Source records Block Start

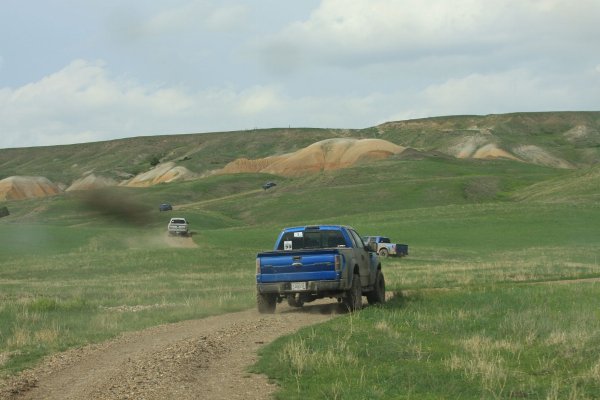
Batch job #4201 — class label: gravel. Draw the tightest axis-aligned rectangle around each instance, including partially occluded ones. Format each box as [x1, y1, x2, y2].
[0, 303, 340, 400]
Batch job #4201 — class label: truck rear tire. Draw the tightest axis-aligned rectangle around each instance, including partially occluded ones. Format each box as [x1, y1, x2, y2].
[342, 273, 362, 312]
[366, 271, 386, 305]
[257, 293, 277, 314]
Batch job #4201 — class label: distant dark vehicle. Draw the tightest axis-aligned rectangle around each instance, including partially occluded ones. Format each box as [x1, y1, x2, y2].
[0, 206, 9, 218]
[262, 182, 277, 190]
[159, 203, 172, 211]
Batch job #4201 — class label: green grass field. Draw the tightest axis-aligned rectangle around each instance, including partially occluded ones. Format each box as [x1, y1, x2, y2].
[1, 154, 599, 398]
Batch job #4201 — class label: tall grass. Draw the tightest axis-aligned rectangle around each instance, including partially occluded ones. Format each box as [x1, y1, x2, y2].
[0, 225, 260, 376]
[1, 153, 599, 398]
[255, 284, 600, 399]
[246, 169, 600, 398]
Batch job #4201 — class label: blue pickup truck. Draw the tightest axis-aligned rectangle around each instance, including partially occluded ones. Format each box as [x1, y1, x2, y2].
[255, 225, 385, 313]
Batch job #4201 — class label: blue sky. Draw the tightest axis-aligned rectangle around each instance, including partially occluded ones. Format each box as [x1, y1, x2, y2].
[1, 0, 599, 148]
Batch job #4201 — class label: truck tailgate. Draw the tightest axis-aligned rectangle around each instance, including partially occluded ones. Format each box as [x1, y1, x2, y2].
[257, 249, 340, 283]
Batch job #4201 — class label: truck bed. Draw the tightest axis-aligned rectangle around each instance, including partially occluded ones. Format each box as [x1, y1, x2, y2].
[256, 249, 341, 283]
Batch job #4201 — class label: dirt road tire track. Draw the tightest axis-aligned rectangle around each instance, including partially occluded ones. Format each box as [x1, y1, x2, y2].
[1, 303, 341, 400]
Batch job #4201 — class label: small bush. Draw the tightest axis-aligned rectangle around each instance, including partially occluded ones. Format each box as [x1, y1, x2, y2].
[149, 155, 162, 166]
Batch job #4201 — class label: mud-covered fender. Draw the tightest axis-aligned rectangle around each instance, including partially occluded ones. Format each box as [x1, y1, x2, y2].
[368, 252, 380, 284]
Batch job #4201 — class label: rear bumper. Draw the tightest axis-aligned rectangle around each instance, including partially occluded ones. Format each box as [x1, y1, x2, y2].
[257, 280, 343, 295]
[168, 228, 189, 234]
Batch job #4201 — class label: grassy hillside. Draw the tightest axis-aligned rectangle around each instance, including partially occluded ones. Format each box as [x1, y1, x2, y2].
[193, 157, 565, 226]
[1, 112, 599, 186]
[1, 112, 600, 398]
[0, 156, 564, 228]
[0, 128, 343, 183]
[376, 112, 600, 155]
[513, 164, 600, 203]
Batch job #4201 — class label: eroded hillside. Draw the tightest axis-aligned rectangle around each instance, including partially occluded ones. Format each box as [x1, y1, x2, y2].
[1, 112, 599, 200]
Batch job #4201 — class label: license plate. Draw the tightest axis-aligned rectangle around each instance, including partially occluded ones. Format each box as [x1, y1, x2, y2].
[291, 282, 307, 291]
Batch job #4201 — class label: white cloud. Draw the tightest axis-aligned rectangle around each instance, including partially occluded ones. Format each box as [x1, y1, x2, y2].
[395, 68, 600, 118]
[106, 2, 249, 45]
[2, 52, 599, 149]
[1, 60, 348, 148]
[1, 60, 195, 147]
[258, 0, 600, 71]
[0, 59, 392, 148]
[203, 4, 249, 31]
[3, 1, 599, 150]
[237, 86, 284, 115]
[421, 70, 550, 114]
[295, 0, 488, 47]
[141, 2, 248, 35]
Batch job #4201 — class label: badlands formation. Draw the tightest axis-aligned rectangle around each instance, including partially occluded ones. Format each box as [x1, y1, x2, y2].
[0, 176, 61, 201]
[0, 137, 574, 201]
[0, 138, 405, 200]
[448, 135, 573, 168]
[221, 138, 406, 176]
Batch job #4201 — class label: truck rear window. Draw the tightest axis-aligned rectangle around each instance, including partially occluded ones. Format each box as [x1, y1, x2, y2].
[276, 230, 347, 250]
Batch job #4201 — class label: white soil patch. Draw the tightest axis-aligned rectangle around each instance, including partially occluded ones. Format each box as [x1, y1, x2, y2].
[121, 162, 197, 187]
[563, 125, 596, 142]
[472, 144, 520, 161]
[448, 136, 519, 161]
[512, 145, 574, 169]
[66, 174, 117, 191]
[0, 352, 10, 368]
[449, 136, 488, 158]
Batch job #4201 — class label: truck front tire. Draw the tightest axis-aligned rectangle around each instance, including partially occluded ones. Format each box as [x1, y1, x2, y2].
[366, 271, 386, 305]
[378, 248, 389, 257]
[257, 292, 277, 314]
[342, 273, 362, 312]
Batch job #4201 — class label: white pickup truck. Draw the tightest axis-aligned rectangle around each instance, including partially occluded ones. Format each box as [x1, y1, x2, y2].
[362, 236, 408, 257]
[167, 217, 189, 236]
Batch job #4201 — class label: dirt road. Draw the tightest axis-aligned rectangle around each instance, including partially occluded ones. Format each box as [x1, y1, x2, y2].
[1, 303, 341, 400]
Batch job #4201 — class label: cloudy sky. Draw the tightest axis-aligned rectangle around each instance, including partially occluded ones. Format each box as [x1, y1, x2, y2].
[1, 0, 599, 149]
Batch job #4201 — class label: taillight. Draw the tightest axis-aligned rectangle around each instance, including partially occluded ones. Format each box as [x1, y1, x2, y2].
[334, 255, 341, 272]
[256, 258, 261, 274]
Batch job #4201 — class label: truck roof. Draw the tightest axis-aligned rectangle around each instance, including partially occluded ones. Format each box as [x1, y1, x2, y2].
[275, 225, 354, 251]
[281, 225, 353, 232]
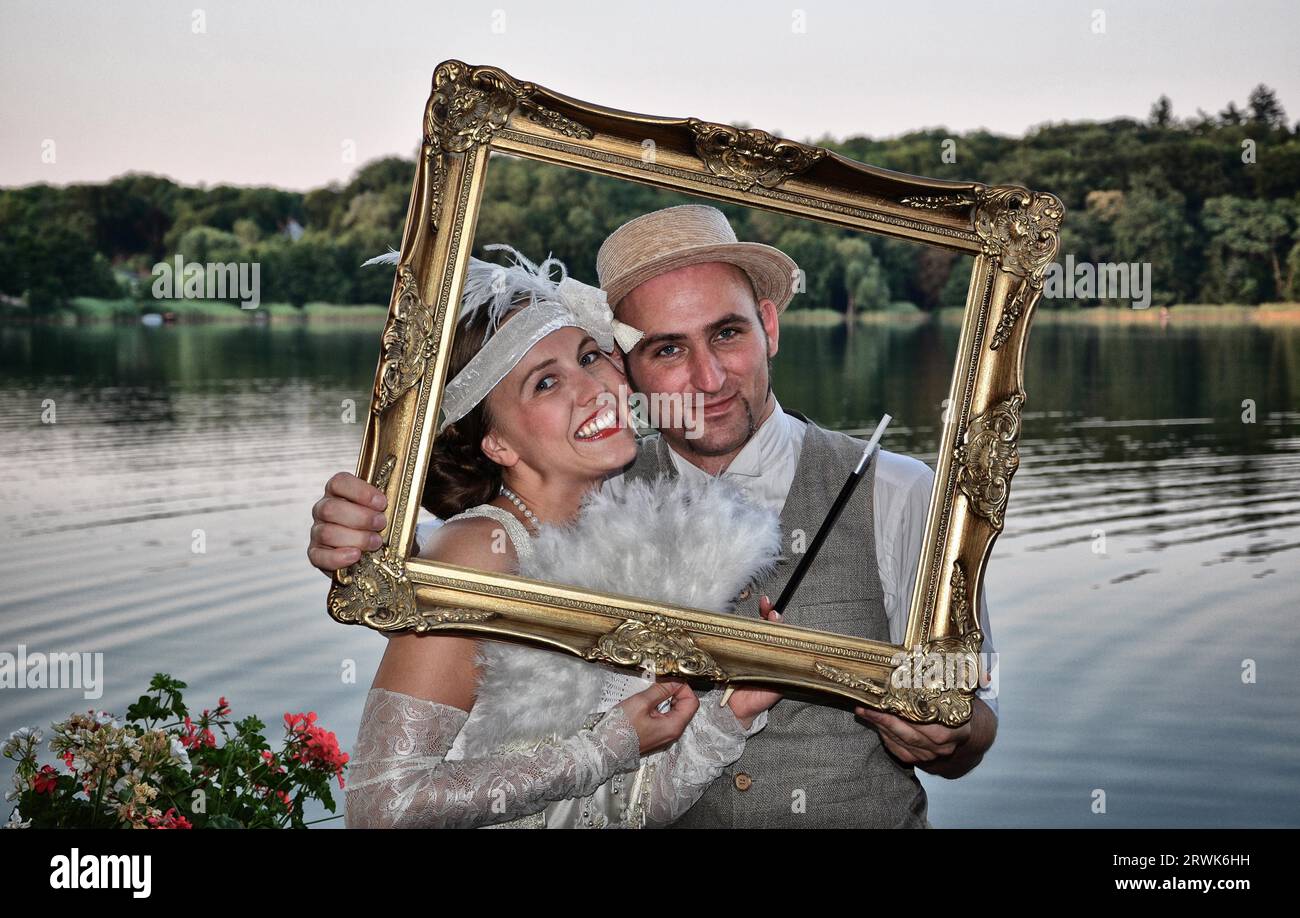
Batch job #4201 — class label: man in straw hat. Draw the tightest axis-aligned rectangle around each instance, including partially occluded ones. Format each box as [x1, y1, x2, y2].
[308, 203, 998, 828]
[594, 203, 998, 829]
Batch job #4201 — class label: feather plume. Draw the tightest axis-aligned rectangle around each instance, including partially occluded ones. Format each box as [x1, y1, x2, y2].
[454, 475, 782, 757]
[363, 243, 570, 342]
[360, 248, 400, 267]
[458, 244, 569, 343]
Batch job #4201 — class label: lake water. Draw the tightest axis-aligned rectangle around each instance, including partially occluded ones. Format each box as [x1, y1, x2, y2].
[2, 316, 1297, 828]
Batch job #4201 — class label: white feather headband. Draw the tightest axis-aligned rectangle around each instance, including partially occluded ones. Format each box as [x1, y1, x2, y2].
[364, 245, 644, 432]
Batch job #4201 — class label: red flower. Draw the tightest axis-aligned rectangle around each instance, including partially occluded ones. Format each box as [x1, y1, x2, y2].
[33, 765, 59, 794]
[146, 807, 193, 829]
[291, 724, 349, 788]
[283, 711, 318, 735]
[215, 696, 231, 717]
[260, 749, 286, 775]
[177, 715, 216, 750]
[61, 751, 76, 772]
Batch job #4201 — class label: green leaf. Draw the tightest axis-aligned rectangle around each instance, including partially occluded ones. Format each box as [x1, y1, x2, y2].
[205, 813, 243, 829]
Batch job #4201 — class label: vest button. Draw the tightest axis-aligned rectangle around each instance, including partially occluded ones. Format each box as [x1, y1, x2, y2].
[733, 772, 753, 792]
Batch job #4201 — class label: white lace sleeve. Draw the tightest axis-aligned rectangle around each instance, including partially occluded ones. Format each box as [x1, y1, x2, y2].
[344, 687, 642, 829]
[640, 688, 768, 828]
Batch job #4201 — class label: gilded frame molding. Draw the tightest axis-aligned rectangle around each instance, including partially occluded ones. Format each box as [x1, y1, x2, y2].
[327, 60, 1064, 726]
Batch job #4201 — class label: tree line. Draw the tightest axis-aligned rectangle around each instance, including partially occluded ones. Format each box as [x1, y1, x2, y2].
[2, 84, 1297, 314]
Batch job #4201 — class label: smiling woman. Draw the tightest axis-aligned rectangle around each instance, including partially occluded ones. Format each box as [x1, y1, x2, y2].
[419, 263, 635, 521]
[418, 251, 642, 527]
[480, 325, 636, 479]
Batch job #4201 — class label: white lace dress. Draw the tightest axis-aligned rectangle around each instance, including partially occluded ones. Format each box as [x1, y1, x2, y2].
[344, 504, 768, 829]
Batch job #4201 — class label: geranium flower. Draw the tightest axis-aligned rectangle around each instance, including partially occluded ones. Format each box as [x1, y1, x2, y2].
[32, 766, 59, 795]
[2, 727, 42, 757]
[145, 807, 192, 829]
[292, 724, 349, 789]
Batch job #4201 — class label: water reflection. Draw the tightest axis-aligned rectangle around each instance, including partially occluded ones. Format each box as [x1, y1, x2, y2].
[1, 317, 1296, 827]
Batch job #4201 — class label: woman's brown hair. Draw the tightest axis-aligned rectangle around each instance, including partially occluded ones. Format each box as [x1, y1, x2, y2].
[422, 305, 508, 519]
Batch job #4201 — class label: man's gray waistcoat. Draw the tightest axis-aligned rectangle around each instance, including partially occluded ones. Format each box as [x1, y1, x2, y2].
[622, 409, 930, 828]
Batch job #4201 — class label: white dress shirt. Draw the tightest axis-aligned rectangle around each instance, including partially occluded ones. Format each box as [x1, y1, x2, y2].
[611, 396, 999, 719]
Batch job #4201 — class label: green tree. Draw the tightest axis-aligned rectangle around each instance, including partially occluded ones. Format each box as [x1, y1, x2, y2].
[1149, 95, 1174, 128]
[1108, 171, 1197, 306]
[173, 225, 245, 266]
[835, 236, 890, 314]
[1200, 196, 1293, 303]
[774, 228, 840, 311]
[1247, 84, 1288, 131]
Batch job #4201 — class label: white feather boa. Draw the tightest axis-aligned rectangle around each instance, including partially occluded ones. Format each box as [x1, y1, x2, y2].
[454, 474, 782, 758]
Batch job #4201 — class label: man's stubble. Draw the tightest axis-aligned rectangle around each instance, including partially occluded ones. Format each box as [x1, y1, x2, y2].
[625, 354, 775, 460]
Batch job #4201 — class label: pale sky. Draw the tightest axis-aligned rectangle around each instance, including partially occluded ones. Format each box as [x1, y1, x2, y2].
[2, 0, 1297, 190]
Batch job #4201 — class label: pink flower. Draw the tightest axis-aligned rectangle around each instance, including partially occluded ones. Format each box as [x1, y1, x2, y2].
[290, 723, 349, 788]
[179, 716, 200, 749]
[146, 807, 193, 829]
[283, 711, 319, 735]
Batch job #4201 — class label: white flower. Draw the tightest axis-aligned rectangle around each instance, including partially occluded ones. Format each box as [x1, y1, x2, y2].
[2, 727, 42, 758]
[169, 736, 191, 768]
[3, 808, 32, 829]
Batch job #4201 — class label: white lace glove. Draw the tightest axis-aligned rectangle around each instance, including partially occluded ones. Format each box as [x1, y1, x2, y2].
[640, 688, 767, 828]
[344, 687, 642, 829]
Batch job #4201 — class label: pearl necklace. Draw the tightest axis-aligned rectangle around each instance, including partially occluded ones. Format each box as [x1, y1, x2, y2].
[499, 485, 540, 533]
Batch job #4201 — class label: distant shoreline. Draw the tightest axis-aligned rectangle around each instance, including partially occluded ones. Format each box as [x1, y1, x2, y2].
[0, 298, 390, 326]
[780, 304, 1300, 326]
[4, 300, 1299, 327]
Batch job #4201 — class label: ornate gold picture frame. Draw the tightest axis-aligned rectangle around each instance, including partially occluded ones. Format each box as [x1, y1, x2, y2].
[326, 59, 1064, 726]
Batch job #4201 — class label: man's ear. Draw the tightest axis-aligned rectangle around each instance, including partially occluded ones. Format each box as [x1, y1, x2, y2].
[480, 429, 519, 469]
[758, 298, 780, 358]
[621, 348, 642, 393]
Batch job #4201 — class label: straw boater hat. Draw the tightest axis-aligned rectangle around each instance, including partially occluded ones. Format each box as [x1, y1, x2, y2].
[596, 204, 799, 314]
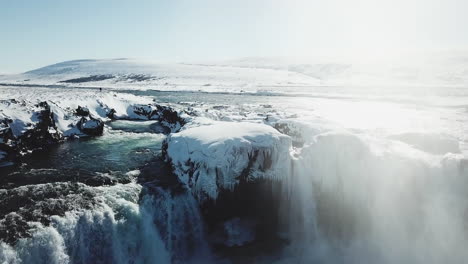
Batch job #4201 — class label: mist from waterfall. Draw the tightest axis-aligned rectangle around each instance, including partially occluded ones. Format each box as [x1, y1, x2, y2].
[278, 131, 468, 263]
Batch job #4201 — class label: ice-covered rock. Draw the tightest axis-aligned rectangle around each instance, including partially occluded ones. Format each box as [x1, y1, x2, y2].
[0, 100, 63, 161]
[272, 118, 338, 147]
[164, 121, 292, 200]
[77, 117, 104, 136]
[75, 105, 90, 117]
[129, 104, 186, 132]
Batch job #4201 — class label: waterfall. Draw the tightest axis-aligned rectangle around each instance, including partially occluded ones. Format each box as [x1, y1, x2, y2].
[278, 130, 468, 263]
[279, 153, 318, 245]
[142, 186, 212, 263]
[0, 181, 212, 264]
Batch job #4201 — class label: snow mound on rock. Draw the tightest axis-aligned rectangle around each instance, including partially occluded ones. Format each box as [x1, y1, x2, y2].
[165, 122, 292, 200]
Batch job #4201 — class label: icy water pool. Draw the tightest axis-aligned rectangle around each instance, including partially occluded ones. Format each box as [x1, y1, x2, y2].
[1, 122, 166, 181]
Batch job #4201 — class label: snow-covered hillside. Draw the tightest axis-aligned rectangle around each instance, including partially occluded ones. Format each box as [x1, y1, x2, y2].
[0, 59, 321, 92]
[211, 53, 468, 87]
[2, 54, 468, 94]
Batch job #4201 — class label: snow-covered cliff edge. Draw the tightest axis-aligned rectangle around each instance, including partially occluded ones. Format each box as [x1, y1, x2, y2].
[164, 121, 292, 201]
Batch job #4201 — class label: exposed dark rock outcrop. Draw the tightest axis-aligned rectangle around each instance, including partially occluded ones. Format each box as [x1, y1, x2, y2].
[106, 108, 117, 119]
[0, 168, 133, 190]
[74, 105, 106, 136]
[202, 178, 287, 260]
[0, 182, 98, 244]
[59, 74, 114, 83]
[75, 105, 90, 116]
[161, 138, 287, 258]
[0, 118, 15, 161]
[77, 116, 104, 136]
[123, 74, 160, 82]
[0, 101, 64, 165]
[133, 104, 186, 132]
[17, 102, 63, 152]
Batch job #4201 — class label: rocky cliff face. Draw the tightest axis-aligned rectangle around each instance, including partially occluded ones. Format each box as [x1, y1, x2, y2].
[162, 121, 292, 257]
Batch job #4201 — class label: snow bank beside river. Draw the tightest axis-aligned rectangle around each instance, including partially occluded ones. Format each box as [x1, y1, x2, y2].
[0, 87, 185, 165]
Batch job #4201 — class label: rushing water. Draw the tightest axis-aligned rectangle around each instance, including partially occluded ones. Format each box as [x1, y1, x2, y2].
[2, 88, 468, 263]
[0, 119, 213, 264]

Source records Block End

Task directions
Exact copies of the lines from the one holding "Batch job #4201 — class label: rushing" to the end of the entries are all that should be written.

Exercise answer
Batch job #4201 — class label: rushing water. Draw the tightest axis-aligned rectangle around each instance, including partially occluded ones. Format each box as [x1, y1, x2, y2].
[2, 88, 468, 263]
[0, 119, 213, 264]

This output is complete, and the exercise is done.